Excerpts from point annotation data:

::::::::

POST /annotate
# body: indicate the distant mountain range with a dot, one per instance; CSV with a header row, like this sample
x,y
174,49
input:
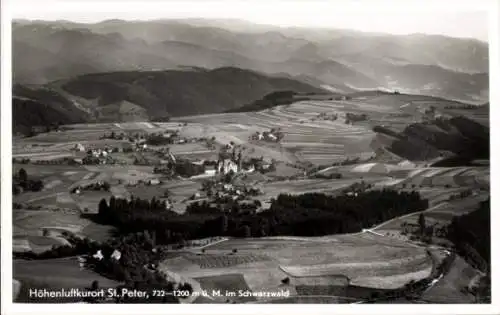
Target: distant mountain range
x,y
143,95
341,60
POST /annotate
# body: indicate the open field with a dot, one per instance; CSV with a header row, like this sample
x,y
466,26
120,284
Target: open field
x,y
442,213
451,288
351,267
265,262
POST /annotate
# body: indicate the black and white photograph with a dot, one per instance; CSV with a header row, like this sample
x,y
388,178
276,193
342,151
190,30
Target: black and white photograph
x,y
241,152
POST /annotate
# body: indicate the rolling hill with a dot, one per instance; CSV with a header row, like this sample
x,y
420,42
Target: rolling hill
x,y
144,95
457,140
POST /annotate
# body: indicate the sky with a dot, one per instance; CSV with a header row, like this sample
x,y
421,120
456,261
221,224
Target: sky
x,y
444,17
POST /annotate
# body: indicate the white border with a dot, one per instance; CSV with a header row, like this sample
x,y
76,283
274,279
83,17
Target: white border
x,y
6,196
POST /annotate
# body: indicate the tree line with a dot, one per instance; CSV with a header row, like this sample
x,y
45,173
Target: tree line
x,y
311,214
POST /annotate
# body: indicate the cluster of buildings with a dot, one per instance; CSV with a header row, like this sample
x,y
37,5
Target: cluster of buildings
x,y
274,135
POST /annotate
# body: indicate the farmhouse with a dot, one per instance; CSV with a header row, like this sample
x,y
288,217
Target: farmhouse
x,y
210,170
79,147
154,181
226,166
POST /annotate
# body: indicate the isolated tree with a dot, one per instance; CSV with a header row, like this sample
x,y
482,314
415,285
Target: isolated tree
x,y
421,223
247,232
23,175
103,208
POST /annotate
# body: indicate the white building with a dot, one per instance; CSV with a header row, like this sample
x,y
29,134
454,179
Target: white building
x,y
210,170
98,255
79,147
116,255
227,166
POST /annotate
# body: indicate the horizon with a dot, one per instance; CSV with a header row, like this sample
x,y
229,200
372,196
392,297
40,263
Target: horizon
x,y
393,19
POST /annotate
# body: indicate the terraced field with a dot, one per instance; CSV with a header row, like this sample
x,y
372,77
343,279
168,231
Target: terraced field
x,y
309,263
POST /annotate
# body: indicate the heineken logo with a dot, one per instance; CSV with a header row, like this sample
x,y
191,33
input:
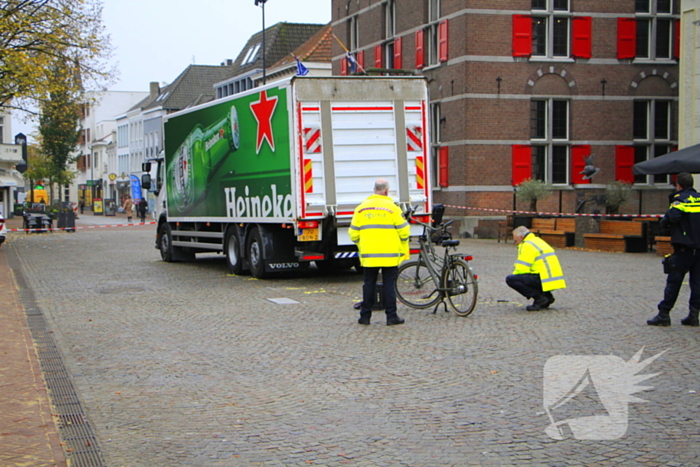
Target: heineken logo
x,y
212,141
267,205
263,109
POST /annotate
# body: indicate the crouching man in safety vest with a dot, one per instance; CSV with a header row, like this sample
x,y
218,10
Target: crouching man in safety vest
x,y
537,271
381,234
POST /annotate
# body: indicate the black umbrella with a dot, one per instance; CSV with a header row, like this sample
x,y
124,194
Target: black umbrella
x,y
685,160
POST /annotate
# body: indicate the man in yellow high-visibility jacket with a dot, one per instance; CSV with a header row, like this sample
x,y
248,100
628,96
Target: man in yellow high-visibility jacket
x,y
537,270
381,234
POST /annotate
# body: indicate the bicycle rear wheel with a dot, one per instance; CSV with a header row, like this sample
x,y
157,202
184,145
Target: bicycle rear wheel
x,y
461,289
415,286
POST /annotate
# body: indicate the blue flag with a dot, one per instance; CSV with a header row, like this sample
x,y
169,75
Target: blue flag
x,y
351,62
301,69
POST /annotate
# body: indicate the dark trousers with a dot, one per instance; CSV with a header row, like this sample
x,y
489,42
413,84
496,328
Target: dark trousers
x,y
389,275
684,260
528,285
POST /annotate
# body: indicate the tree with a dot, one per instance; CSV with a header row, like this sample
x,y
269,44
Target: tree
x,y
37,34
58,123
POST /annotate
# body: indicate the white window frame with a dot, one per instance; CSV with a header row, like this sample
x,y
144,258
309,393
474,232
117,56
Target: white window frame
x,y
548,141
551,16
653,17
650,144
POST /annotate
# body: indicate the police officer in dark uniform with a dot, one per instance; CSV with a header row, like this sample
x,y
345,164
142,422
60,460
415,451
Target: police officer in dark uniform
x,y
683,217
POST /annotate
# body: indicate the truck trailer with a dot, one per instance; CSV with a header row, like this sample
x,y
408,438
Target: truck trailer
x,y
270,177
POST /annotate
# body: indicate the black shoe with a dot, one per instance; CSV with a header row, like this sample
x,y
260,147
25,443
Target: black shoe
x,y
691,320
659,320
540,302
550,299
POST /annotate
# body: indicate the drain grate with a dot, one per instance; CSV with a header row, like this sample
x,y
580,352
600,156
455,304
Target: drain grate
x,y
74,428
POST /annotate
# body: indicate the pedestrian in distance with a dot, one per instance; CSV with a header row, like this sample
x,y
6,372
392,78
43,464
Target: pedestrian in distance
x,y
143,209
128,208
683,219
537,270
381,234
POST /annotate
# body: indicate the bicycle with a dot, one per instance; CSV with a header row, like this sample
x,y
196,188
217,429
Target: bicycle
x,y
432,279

::::::::

Show each line of the material above that contains the string "border", copying every such line in full.

Solution to the problem:
# body: indicate the white border with a dot, one per instance; CSV with a header row, like this sample
Target: white border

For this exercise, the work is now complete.